• **What you will do**
Your reply must consist of the data below, reproduced character for character.

• **Exercise material**
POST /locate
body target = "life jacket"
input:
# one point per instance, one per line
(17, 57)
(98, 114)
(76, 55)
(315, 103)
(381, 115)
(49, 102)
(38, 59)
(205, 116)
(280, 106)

• **Finished exercise**
POST /locate
body target = "life jacket"
input:
# one point per instance, one per line
(17, 57)
(98, 114)
(76, 55)
(315, 103)
(381, 115)
(49, 102)
(38, 59)
(205, 116)
(280, 106)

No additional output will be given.